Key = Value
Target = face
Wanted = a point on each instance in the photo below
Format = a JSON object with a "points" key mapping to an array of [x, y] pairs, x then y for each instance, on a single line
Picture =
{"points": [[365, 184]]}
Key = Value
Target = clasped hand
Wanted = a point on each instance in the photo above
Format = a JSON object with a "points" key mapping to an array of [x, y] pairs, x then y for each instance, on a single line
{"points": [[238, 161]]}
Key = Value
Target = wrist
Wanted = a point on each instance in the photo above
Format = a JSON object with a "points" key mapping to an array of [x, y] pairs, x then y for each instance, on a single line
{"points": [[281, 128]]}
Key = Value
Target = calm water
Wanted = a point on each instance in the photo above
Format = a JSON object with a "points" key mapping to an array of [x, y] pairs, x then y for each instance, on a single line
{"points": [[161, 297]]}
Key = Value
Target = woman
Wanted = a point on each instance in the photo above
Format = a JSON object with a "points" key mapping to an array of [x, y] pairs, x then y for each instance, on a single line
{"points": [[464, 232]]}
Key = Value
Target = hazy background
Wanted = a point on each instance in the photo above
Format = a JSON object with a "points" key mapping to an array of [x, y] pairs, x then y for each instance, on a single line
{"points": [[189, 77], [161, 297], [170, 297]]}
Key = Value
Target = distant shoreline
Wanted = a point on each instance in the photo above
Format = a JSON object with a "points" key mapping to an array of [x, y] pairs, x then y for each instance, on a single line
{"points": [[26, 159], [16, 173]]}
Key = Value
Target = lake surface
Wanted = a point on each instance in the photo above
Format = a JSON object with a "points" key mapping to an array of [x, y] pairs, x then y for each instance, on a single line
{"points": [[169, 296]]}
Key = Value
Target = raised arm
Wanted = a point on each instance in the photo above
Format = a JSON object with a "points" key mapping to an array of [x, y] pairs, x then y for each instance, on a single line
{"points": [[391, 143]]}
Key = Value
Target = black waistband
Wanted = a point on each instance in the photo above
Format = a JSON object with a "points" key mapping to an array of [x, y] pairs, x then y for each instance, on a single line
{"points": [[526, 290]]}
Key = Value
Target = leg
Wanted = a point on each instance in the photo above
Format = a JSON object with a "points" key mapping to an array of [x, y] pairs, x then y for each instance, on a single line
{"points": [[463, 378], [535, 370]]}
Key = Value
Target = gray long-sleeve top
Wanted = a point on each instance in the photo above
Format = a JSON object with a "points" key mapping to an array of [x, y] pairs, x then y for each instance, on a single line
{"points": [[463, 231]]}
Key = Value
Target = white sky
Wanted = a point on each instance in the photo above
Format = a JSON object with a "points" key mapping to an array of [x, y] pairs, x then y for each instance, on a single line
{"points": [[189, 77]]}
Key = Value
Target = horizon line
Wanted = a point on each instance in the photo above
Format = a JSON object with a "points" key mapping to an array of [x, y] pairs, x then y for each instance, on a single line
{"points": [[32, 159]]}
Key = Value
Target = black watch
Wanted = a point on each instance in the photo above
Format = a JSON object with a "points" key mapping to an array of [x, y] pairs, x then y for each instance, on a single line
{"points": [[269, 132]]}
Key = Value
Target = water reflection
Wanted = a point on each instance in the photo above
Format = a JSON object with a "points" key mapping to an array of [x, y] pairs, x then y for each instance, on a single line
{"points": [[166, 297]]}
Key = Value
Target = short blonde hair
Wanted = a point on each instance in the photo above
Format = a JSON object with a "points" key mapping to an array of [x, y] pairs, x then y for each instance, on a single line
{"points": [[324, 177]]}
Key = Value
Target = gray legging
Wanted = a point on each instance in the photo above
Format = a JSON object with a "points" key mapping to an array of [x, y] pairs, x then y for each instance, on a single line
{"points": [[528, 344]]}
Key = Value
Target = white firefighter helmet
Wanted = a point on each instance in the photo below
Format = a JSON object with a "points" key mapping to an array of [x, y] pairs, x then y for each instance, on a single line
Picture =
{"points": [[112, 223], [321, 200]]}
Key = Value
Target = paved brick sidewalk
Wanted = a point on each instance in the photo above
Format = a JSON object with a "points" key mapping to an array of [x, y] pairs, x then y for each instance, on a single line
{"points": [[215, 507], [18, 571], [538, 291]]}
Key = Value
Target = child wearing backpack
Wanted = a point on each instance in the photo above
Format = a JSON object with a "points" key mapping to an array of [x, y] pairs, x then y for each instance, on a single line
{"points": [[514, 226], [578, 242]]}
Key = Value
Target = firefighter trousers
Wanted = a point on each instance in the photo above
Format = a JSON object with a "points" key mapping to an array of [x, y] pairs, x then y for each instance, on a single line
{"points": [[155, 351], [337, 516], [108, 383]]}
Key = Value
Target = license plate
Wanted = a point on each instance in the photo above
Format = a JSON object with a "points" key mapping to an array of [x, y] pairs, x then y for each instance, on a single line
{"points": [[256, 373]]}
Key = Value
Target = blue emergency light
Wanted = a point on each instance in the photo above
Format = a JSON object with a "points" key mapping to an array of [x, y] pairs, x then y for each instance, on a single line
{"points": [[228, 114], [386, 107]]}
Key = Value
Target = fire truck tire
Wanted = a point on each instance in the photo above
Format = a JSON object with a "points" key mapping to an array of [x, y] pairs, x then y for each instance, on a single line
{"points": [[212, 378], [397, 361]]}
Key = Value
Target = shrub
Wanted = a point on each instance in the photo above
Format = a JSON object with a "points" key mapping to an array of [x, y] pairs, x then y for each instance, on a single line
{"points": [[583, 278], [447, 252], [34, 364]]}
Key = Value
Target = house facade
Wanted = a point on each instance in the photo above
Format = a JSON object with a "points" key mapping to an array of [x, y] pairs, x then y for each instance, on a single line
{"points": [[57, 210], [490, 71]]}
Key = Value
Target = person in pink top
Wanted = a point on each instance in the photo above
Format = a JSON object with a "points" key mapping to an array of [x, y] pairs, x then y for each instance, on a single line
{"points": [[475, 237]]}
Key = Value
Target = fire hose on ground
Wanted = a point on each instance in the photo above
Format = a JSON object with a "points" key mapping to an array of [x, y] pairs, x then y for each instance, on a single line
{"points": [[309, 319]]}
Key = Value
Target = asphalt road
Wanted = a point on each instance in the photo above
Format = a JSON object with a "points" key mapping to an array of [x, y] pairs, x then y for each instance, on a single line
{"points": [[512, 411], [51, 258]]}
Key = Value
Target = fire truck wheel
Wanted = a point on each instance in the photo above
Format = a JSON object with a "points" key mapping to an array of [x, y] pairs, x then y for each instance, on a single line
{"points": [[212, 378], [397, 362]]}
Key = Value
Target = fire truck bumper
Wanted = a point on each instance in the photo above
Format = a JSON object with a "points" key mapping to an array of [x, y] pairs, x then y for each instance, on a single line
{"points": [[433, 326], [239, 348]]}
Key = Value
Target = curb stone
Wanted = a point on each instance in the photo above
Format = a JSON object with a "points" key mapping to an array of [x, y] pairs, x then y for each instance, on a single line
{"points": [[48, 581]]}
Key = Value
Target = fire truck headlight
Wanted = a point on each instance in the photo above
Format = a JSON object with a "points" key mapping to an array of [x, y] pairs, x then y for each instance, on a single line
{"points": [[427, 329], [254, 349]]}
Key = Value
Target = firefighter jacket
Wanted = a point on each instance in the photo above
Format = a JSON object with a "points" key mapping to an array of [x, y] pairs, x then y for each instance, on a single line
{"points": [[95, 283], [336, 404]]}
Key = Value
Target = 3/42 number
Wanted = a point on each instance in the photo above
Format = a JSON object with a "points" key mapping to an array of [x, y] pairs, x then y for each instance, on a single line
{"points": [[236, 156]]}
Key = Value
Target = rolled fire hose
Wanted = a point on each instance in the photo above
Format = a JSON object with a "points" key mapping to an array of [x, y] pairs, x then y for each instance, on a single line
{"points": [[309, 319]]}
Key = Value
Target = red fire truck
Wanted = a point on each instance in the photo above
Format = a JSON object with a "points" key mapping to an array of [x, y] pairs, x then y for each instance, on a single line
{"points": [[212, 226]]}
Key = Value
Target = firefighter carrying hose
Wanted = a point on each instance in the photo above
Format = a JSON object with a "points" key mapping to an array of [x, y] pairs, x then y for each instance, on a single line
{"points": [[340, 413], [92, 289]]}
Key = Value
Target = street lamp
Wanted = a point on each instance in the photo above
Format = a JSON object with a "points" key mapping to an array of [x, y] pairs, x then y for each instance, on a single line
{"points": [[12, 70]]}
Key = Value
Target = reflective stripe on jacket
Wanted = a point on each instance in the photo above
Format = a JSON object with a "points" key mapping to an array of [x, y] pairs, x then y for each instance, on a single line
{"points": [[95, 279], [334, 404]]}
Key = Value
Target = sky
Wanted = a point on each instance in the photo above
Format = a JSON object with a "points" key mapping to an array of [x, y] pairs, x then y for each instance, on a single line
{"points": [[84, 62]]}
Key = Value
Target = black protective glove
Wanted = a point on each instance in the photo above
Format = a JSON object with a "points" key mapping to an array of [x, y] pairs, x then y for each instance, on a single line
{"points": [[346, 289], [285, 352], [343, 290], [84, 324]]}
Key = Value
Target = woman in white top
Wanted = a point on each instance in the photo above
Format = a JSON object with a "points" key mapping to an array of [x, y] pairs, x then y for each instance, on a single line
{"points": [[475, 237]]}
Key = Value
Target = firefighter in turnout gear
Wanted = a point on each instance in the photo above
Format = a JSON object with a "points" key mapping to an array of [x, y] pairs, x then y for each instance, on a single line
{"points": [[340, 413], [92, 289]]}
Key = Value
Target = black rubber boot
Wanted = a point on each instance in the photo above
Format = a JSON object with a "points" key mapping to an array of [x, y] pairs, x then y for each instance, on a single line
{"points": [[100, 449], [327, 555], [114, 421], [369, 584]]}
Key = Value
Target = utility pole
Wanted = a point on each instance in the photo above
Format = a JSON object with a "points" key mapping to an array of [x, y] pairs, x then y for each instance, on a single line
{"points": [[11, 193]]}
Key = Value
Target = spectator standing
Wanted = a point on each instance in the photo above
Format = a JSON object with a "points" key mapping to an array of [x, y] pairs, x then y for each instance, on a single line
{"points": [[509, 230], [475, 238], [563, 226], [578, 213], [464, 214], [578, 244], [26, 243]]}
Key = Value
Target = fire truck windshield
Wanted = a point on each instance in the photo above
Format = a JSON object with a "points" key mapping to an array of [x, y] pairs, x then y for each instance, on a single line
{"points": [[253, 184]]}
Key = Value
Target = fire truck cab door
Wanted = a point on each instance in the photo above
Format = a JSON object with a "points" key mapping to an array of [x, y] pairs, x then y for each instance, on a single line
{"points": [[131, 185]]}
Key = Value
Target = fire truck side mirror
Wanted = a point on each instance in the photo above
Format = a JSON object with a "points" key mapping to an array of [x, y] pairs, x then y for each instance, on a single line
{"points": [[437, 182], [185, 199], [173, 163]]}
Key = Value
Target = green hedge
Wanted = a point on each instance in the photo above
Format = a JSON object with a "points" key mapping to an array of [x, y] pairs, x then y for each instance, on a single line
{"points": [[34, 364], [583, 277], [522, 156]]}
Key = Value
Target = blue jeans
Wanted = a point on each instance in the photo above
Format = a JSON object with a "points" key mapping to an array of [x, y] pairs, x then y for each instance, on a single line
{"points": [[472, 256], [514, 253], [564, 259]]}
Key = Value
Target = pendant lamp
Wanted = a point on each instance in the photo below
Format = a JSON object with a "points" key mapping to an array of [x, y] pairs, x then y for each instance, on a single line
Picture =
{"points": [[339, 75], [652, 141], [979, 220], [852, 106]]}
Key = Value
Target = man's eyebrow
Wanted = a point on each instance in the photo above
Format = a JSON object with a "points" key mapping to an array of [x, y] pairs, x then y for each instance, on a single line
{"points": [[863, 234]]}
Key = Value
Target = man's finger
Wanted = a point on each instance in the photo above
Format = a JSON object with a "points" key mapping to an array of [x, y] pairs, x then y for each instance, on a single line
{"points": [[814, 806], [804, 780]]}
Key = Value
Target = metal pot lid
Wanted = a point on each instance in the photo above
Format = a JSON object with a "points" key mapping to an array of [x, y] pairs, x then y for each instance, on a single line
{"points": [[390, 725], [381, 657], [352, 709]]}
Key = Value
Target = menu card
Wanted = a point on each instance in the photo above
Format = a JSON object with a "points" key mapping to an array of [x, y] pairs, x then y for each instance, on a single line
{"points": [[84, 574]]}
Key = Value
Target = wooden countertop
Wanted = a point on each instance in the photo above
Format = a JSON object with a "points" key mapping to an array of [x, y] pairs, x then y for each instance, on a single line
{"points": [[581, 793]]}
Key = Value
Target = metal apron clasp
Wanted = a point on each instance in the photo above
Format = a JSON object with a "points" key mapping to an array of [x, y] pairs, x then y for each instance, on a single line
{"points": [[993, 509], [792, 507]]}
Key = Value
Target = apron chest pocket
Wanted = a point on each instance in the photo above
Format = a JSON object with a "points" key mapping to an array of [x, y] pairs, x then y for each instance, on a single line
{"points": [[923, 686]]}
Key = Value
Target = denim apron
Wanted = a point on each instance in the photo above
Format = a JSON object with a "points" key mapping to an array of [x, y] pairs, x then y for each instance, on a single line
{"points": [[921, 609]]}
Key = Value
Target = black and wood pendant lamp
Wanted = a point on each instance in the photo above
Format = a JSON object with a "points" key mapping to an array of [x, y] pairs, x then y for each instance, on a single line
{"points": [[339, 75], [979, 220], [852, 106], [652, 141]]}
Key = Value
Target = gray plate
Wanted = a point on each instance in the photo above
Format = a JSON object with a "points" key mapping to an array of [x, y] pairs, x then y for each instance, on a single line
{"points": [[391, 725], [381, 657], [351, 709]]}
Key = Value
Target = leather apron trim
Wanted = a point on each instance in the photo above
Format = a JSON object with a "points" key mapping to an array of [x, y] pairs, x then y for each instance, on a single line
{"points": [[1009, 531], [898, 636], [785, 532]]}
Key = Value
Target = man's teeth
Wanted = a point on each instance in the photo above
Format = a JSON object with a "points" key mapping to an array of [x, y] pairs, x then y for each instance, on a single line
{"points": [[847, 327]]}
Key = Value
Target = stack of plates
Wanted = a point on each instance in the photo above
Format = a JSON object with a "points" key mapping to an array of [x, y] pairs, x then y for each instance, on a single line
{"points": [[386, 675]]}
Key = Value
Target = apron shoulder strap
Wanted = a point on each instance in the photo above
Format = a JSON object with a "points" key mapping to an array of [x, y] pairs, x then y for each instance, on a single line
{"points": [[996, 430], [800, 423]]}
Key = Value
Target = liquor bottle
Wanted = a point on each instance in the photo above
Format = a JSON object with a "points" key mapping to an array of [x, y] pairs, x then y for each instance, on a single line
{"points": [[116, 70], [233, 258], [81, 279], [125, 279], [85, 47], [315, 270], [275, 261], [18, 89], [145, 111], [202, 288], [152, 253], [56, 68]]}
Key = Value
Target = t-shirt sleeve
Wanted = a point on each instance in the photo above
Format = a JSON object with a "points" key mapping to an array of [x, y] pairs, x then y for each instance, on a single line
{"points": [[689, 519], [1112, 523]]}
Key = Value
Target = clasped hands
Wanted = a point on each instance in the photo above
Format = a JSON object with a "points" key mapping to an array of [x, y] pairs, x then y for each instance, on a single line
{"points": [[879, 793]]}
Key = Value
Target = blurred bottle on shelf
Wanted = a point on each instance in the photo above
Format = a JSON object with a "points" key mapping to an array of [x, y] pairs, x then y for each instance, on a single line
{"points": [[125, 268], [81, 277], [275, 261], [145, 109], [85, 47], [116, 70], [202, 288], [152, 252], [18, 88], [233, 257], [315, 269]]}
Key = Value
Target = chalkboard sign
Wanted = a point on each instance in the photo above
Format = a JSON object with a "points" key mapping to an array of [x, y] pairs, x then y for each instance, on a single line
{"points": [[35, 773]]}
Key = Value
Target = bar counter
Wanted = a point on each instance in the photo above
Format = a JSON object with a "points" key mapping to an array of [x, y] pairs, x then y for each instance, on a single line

--- How to complete this task ---
Pick out and copy the lines of the entries that hold the string "hose".

--- Solution ---
Target = fire hose on ground
Target = rolled fire hose
Target = firefighter carrying hose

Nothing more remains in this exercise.